REQUIREMENT A:
Answer these questions from the Cuba passage:
(i) How many times has the writer been to Cuba?
(ii) What year is the silver dollar on the writer's money clip?
(iii) For what price did the students sell their folded art objects?
REQUIREMENT B: From the Cuba passage, extract the words starting with "A few days earlier, two" and going on through "officials are present.".

DOCUMENT PASSAGE:
========
I want you to go to Cuba. Assuming you are a North American, assuming you travel not simply to acquire material things, and assuming that the melancholy of vanishing ways of life, different from your own, affects you. I have been to Cuba only twice, for a total of little more than two weeks, so these are the notes of a visitor, a theatre artist steeped in European traditions who swims in the distilled water of the avant-garde and tends to look East, at the rare moments when time is found to look in any direction other than inward.

I should open this with music, but will begin with money. On my last day in Havana, I took out cash to pay for something, something I wanted but probably did not need; I'm an American, after all. My 1923 silver dollar money clip, inherited from my father, gripped too hard, unwilling to trespass against the embargo, and so the dollar bill ripped apart, shaving off Washington's right side (we should be so lucky). George W. (the original) lay bisected on the café table. My Cuban handler and translator worriedly suggested methods of repair. A gulf between us lay on the table; I found the damaged dollar amusing, she was alarmed by the waste.

A few days earlier, two of my Cuban students had shown me a project which earned them notoriety; taking Cuban peso notes (something we tourists never handle as avatars of the dollar economy), folding them, origami style, into various shapes, and then selling these art objects for one peso, neatly translating the process of value added/surplus value. My students related to me how popular this project had been, with Habaneros crowding around to experience artistic alchemy. Until the arrival of a government arts bureaucrat. The artists were swiftly advised by concerned teachers that it would be unwise to "sell" the object to the official; it must be given for free. To sell the object would be to admit to a merchandising that must not shout its name. The Revolution still revolves, at least when officials are present.
========
[Records from a data source]
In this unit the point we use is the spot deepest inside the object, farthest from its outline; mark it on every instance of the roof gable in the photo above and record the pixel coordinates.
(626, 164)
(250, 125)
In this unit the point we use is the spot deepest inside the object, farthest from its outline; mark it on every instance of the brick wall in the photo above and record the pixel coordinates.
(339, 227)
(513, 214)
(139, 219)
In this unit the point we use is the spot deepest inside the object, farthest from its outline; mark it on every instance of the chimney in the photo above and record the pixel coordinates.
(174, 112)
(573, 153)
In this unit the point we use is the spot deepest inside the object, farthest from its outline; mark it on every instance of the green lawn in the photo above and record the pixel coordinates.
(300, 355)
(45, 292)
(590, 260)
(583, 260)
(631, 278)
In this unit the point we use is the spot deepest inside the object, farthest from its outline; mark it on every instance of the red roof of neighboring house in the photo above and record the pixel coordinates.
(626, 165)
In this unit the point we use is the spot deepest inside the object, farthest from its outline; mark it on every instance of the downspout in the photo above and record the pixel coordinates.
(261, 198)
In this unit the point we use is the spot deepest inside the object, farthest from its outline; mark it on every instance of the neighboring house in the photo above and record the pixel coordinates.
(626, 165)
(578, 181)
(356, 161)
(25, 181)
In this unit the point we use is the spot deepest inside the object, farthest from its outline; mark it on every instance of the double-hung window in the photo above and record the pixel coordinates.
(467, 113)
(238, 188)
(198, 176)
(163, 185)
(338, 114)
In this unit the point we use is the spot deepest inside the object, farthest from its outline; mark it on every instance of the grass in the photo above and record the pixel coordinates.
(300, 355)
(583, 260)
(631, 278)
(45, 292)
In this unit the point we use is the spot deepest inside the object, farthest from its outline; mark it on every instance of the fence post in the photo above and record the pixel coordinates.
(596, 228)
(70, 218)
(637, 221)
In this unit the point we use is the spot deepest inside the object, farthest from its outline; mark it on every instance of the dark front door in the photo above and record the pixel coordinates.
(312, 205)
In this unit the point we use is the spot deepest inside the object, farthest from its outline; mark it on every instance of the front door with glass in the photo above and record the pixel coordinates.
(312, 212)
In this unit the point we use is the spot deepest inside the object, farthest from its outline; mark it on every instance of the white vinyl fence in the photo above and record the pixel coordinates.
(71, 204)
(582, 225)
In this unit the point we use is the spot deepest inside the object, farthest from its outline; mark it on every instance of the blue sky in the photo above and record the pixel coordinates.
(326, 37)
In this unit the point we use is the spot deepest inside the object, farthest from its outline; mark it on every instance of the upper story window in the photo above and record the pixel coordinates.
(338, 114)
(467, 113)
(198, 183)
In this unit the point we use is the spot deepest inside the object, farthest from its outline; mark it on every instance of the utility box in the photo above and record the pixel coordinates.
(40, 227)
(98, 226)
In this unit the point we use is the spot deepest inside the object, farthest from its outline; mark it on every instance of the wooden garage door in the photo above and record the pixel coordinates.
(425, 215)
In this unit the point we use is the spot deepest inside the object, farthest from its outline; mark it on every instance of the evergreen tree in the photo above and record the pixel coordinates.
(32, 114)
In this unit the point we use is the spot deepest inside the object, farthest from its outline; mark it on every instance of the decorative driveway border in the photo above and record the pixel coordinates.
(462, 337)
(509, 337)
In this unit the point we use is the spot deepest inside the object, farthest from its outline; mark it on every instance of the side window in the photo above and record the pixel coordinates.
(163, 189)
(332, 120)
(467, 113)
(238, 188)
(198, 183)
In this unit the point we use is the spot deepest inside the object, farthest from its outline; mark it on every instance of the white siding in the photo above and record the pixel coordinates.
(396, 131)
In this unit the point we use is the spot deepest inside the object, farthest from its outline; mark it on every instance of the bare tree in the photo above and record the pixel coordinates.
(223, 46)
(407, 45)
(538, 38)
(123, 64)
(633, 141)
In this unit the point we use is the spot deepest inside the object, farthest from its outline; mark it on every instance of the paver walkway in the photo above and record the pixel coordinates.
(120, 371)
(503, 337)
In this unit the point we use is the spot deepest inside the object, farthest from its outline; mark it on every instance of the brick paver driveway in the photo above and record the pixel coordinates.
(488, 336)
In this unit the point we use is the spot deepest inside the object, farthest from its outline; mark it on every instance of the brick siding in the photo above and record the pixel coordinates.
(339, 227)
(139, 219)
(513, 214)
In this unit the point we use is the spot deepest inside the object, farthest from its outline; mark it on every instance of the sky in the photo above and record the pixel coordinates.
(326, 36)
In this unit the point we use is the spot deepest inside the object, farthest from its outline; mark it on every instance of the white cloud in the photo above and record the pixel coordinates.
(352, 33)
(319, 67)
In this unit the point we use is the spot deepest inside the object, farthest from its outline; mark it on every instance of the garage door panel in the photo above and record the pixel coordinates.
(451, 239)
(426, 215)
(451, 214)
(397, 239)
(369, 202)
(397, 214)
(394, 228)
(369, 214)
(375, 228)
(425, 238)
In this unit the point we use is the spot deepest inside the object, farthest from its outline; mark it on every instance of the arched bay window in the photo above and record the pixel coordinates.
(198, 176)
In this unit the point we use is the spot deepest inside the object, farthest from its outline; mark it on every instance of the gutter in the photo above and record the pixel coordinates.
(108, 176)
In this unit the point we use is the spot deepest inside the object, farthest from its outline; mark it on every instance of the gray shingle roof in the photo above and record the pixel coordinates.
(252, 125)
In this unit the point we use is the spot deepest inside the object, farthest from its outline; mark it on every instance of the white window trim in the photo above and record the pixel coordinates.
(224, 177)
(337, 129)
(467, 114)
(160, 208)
========
EXERCISE RESPONSE A:
(i) Twice.
(ii) 1923.
(iii) One peso.

EXERCISE RESPONSE B:
A few days earlier, two of my Cuban students had shown me a project which earned them notoriety; taking Cuban peso notes (something we tourists never handle as avatars of the dollar economy), folding them, origami style, into various shapes, and then selling these art objects for one peso, neatly translating the process of value added/surplus value. My students related to me how popular this project had been, with Habaneros crowding around to experience artistic alchemy. Until the arrival of a government arts bureaucrat. The artists were swiftly advised by concerned teachers that it would be unwise to "sell" the object to the official; it must be given for free. To sell the object would be to admit to a merchandising that must not shout its name. The Revolution still revolves, at least when officials are present.